* [Objective]: Convert the records from the line that contains "Task: pick out tree" through the line that contains "<point>225,119</point>", both included, into a Markdown table. Use a Row column for the line number and a Line column for the line itself, and skip any blank lines.
[Start of Given entries]
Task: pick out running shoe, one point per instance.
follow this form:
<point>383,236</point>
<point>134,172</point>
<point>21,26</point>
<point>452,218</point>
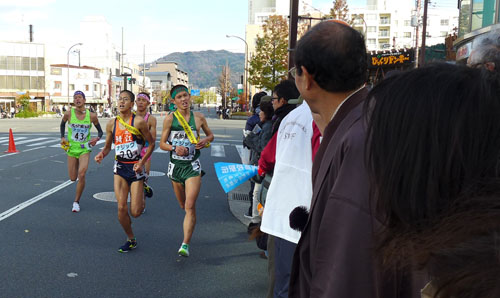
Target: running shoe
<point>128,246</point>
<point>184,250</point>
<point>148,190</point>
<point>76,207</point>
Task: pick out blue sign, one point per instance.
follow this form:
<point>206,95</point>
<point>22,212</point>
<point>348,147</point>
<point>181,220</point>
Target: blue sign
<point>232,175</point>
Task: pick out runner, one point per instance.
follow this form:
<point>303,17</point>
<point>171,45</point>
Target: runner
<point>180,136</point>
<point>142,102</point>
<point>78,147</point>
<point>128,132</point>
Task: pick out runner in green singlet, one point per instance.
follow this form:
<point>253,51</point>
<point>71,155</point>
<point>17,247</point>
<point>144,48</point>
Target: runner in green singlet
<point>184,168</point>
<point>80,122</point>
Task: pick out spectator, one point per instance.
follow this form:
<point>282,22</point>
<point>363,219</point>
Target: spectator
[End of Given entries]
[Start of Given entries]
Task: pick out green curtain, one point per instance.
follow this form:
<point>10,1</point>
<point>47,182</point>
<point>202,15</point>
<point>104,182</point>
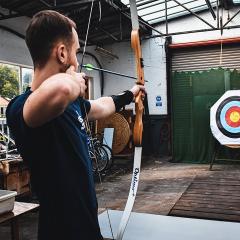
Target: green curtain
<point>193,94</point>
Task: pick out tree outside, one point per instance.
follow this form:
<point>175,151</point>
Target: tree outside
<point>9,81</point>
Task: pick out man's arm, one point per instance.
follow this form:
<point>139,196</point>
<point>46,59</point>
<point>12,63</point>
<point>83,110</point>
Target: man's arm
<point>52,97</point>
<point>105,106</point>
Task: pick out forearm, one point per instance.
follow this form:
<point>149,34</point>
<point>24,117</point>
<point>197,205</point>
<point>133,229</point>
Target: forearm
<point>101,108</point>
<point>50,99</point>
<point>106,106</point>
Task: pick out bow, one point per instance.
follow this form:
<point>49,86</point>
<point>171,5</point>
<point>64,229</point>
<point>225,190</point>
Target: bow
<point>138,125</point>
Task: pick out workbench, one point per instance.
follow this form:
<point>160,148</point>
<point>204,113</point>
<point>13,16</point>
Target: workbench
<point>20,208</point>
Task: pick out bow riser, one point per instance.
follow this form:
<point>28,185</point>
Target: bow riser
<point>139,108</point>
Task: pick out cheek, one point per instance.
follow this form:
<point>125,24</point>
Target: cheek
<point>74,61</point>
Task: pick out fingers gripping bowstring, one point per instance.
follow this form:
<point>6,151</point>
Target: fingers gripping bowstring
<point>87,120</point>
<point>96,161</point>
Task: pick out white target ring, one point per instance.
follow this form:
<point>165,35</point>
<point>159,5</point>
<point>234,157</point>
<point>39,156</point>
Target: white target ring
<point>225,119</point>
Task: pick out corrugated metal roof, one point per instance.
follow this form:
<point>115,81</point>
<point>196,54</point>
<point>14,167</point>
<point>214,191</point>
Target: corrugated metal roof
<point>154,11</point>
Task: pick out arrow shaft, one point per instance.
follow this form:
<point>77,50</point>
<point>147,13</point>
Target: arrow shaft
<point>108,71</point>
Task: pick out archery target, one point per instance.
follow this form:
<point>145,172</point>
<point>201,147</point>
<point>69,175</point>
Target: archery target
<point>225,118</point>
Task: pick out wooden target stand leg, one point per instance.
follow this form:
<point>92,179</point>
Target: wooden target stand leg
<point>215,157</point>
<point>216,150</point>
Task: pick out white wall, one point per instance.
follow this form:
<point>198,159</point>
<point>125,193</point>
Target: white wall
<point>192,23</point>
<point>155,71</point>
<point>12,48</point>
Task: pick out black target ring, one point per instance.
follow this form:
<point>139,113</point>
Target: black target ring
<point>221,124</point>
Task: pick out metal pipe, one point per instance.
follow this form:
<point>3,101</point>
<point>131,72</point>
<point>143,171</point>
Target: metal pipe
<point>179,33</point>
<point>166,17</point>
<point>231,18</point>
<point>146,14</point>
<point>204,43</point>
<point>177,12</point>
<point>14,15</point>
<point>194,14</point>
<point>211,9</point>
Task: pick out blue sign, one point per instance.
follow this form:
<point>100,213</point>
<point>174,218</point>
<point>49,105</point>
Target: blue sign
[End of Given entries]
* [Solution below]:
| Row | Line |
|---|---|
| 1 | Task: pick out tree outside, one point per instance. |
| 2 | follow this form: |
| 3 | <point>175,151</point> |
| 4 | Target: tree outside |
| 5 | <point>9,81</point> |
| 6 | Task: pick out man's arm, one point per instance. |
| 7 | follow this form: |
| 8 | <point>139,196</point> |
| 9 | <point>46,59</point> |
| 10 | <point>12,63</point> |
| 11 | <point>83,110</point> |
| 12 | Target: man's arm |
| 13 | <point>52,97</point> |
| 14 | <point>105,106</point> |
| 15 | Task: pick out forearm, one point per instance. |
| 16 | follow this form: |
| 17 | <point>149,34</point> |
| 18 | <point>24,117</point> |
| 19 | <point>197,205</point> |
| 20 | <point>133,229</point> |
| 21 | Target: forearm |
| 22 | <point>101,108</point> |
| 23 | <point>50,99</point> |
| 24 | <point>106,106</point> |
| 25 | Task: pick out bow, one point per instance. |
| 26 | follow this form: |
| 27 | <point>49,86</point> |
| 28 | <point>171,5</point> |
| 29 | <point>64,229</point> |
| 30 | <point>225,190</point> |
| 31 | Target: bow |
| 32 | <point>138,125</point> |
| 33 | Task: pick out workbench, one point per instance. |
| 34 | follow this form: |
| 35 | <point>160,148</point> |
| 36 | <point>204,113</point> |
| 37 | <point>13,16</point> |
| 38 | Target: workbench |
| 39 | <point>20,208</point> |
| 40 | Task: pick out bow riser, one point per instance. |
| 41 | follow this form: |
| 42 | <point>28,185</point> |
| 43 | Target: bow riser |
| 44 | <point>139,108</point> |
| 45 | Task: pick out cheek, one point per instance. |
| 46 | follow this form: |
| 47 | <point>125,24</point> |
| 48 | Target: cheek |
| 49 | <point>74,61</point> |
| 50 | Task: pick out fingers gripping bowstring, one point per instance. |
| 51 | follow this form: |
| 52 | <point>6,151</point> |
| 53 | Target: fingers gripping bowstring |
| 54 | <point>87,120</point> |
| 55 | <point>96,161</point> |
| 56 | Task: pick out white target ring, one point per instance. |
| 57 | follow this form: |
| 58 | <point>165,35</point> |
| 59 | <point>159,5</point> |
| 60 | <point>234,157</point> |
| 61 | <point>39,156</point> |
| 62 | Target: white target ring |
| 63 | <point>225,119</point> |